## [Goal of the exercise]
Write out word for word only the part of the records that begins with the line containing "Q. Point to the grill grate;" and ends with the line containing "pixel 287 348", both of those lines included.

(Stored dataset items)
========
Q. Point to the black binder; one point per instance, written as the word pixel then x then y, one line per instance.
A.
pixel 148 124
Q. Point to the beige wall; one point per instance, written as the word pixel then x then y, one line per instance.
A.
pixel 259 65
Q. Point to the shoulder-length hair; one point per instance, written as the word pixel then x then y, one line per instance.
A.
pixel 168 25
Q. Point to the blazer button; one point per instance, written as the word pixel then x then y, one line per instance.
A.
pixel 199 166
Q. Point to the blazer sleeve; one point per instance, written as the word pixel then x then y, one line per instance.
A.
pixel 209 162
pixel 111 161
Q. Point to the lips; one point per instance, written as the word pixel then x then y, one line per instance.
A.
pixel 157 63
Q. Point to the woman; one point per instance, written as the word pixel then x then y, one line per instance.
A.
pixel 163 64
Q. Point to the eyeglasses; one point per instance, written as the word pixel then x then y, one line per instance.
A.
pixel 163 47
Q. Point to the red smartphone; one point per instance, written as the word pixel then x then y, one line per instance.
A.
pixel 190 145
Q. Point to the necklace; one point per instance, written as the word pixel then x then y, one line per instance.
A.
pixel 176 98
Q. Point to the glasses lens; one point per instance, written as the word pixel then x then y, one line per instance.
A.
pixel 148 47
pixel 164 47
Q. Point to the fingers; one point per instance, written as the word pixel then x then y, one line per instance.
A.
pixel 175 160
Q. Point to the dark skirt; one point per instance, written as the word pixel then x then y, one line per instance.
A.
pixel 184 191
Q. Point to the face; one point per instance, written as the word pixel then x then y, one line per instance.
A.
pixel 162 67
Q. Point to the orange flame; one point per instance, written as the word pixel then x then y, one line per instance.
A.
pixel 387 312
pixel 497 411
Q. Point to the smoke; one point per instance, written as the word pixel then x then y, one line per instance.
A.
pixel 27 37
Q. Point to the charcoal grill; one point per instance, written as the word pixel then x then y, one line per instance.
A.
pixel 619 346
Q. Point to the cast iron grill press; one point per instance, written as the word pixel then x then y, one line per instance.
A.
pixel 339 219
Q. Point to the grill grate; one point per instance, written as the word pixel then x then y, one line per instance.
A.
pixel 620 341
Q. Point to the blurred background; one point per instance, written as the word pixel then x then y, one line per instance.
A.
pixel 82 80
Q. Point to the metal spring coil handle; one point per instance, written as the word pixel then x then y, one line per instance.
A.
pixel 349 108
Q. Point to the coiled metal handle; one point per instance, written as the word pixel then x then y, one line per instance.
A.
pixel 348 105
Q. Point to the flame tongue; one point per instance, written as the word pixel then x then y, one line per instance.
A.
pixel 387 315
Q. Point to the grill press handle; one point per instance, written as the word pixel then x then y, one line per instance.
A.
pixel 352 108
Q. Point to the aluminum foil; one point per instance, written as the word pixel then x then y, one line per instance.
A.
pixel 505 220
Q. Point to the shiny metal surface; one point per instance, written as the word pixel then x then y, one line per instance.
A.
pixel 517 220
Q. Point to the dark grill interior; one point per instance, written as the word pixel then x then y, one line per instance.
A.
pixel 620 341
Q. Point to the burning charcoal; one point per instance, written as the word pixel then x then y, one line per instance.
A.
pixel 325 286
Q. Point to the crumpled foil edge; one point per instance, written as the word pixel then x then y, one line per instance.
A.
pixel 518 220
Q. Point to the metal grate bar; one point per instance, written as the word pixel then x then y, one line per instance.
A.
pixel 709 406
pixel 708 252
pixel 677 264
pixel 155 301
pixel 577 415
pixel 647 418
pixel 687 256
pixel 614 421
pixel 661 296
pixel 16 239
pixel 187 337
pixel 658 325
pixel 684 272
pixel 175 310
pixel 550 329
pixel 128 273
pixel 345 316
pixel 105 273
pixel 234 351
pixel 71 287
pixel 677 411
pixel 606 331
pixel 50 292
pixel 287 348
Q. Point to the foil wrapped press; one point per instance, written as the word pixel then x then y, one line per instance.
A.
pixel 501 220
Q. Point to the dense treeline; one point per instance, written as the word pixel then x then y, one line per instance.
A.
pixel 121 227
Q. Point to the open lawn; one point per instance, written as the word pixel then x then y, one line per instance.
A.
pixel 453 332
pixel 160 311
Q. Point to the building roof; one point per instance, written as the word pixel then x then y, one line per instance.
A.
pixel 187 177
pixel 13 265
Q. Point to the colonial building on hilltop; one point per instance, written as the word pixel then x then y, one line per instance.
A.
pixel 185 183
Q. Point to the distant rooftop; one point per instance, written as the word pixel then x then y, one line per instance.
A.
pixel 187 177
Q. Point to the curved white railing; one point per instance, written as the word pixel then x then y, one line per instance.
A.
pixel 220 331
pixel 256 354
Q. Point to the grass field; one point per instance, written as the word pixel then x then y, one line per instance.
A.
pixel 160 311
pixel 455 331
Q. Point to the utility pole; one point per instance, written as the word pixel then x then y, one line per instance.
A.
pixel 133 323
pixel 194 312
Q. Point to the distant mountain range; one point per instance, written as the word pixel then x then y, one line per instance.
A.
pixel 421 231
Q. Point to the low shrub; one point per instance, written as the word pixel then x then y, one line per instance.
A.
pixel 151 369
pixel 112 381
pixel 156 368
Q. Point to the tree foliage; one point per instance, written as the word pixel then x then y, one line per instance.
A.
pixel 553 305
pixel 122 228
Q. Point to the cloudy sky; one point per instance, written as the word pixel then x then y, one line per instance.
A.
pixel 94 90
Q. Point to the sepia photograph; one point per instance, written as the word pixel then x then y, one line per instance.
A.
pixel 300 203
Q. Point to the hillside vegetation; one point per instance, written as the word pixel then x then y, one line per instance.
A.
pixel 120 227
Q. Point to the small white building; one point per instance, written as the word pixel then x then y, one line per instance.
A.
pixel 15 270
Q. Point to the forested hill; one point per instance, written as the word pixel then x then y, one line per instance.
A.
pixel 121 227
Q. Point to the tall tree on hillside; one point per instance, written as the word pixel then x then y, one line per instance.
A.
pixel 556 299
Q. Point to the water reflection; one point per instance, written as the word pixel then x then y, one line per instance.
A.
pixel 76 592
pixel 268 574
========
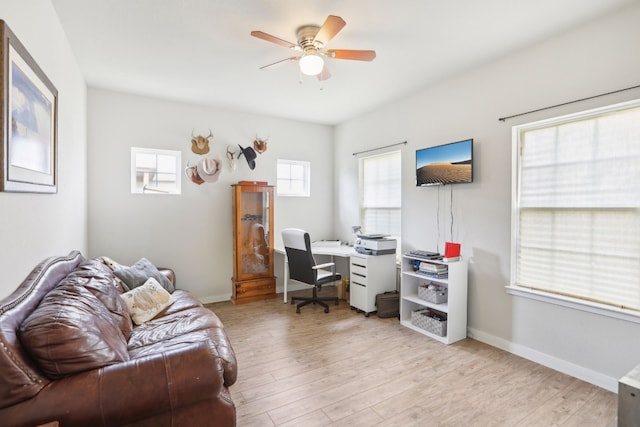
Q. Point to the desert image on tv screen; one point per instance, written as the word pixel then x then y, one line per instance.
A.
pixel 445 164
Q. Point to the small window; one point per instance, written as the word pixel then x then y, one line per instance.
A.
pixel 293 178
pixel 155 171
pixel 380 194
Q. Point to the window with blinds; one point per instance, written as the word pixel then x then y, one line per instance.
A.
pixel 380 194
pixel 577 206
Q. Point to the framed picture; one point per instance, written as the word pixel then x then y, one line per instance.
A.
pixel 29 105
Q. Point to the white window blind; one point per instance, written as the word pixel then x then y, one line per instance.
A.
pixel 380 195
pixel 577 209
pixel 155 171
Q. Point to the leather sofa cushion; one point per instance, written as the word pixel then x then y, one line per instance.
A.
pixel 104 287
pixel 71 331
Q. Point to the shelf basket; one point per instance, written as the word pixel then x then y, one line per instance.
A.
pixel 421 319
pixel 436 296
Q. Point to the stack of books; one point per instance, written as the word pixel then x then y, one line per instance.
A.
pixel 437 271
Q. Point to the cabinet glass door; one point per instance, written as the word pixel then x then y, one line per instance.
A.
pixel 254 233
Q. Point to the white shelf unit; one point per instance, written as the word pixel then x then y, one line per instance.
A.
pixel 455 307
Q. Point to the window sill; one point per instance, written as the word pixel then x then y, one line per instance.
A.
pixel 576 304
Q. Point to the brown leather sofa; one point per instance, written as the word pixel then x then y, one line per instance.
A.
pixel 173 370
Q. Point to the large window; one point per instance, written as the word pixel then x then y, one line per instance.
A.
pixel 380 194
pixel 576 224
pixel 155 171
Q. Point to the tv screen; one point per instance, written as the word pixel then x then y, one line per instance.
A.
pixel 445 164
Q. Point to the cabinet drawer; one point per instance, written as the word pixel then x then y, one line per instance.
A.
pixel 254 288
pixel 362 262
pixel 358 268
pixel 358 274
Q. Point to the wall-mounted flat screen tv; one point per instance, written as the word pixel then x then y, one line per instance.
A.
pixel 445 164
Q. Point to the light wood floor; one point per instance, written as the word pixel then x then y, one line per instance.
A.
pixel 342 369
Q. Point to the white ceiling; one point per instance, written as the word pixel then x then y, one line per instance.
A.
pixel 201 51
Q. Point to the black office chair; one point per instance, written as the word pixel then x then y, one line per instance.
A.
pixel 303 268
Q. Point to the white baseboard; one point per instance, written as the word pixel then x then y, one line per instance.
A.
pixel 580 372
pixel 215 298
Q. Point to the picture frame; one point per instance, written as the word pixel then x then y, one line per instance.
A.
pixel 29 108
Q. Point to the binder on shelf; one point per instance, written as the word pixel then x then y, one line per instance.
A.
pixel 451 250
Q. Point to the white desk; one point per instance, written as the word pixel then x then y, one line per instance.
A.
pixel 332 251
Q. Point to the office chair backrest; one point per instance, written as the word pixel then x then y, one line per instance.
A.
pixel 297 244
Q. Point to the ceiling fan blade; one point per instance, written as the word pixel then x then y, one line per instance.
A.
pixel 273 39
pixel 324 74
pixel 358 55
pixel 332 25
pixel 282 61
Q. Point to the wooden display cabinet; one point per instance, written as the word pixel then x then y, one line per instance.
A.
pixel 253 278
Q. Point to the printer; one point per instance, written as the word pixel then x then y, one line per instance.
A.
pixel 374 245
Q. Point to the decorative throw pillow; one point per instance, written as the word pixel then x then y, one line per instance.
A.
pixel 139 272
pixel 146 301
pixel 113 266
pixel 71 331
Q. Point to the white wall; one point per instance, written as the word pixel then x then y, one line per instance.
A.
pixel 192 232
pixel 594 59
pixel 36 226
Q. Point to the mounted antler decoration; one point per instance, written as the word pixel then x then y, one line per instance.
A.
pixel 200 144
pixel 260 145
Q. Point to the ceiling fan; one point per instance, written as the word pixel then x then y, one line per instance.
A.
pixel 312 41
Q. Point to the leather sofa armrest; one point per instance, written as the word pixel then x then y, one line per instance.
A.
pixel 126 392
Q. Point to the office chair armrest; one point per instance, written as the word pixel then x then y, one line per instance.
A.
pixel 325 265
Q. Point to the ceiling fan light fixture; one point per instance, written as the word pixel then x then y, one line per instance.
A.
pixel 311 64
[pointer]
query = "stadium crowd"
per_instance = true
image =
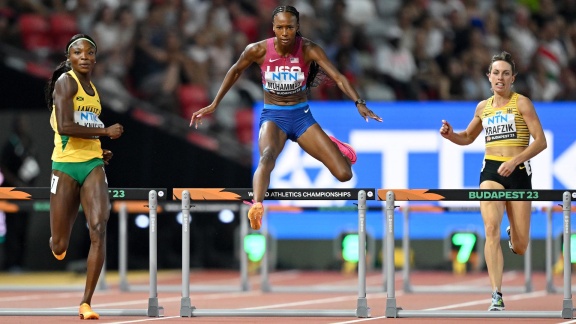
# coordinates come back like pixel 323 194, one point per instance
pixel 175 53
========
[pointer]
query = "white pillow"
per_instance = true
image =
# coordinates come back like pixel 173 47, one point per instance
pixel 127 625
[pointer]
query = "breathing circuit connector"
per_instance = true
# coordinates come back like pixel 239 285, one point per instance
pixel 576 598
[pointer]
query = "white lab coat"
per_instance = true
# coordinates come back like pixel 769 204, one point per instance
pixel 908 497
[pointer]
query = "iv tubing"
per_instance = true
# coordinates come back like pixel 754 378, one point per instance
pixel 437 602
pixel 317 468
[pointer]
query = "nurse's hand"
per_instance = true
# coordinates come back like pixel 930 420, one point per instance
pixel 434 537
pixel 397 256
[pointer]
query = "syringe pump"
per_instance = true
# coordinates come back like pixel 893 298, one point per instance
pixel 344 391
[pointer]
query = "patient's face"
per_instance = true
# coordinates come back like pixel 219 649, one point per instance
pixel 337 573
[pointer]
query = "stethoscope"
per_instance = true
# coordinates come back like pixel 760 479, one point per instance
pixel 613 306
========
## [Task solution]
Q. Point to the grill grate; one point per instance, written as the word pixel then x then y, one line per instance.
A.
pixel 620 341
Q. Point to the blurred background; one point per instance, written as the word pixel then x then y, one line per instance.
A.
pixel 82 80
Q. Point to the metal spring coil handle; one point per instance, written as the word pixel then x then y, one line per instance.
A.
pixel 349 108
Q. Point to the coiled metal handle; one point per instance, written as the word pixel then x then y, one line per instance.
A.
pixel 348 105
Q. Point to the flame tongue; one point per instance, written as the word pixel then x then y, one line per instance.
A.
pixel 387 315
Q. Point to the grill press handle; one point per instance, written as the word pixel then x then y, one line per instance.
A.
pixel 352 108
Q. Point to the aluminum foil; one point per instance, written as the word pixel then x then y, one line per instance.
A.
pixel 505 220
Q. Point to the shiny metal surface; one point per instance, written as the word pixel then x then y, one line per instance.
A.
pixel 517 220
Q. Point to the dark grill interior; one point per instance, written as the word pixel then x then y, one line per instance.
A.
pixel 620 341
Q. Point to the burning charcoal; one point per instance, written as the word pixel then x then y, one line per instance.
A.
pixel 325 286
Q. Point to the crumpled foil edge; one point per instance, written as the word pixel then x then y, one line per instance.
A.
pixel 518 220
Q. Point to the metal grate bar; one point per instance, written as the word pixel then x then y, one line per instance.
A.
pixel 709 406
pixel 708 252
pixel 677 264
pixel 155 301
pixel 577 415
pixel 647 418
pixel 687 256
pixel 614 421
pixel 661 296
pixel 16 239
pixel 187 337
pixel 658 325
pixel 684 272
pixel 175 310
pixel 550 329
pixel 128 273
pixel 345 316
pixel 105 273
pixel 234 351
pixel 71 287
pixel 677 411
pixel 606 331
pixel 50 292
pixel 287 348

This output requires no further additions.